>> Begin Records shown

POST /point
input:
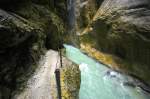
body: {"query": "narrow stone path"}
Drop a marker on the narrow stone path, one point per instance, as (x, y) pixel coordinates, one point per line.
(39, 86)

>> End Records shown

Exercise aim:
Reproduce all of the records above, requests included, but shift every coordinate in the answers by adding 128 to it. Leave the pictures out.

Final result:
POST /point
input:
body: {"query": "narrow stone path"}
Drop a marker on the narrow stone path, one point per instance, as (x, y) pixel coordinates, one point per line.
(167, 214)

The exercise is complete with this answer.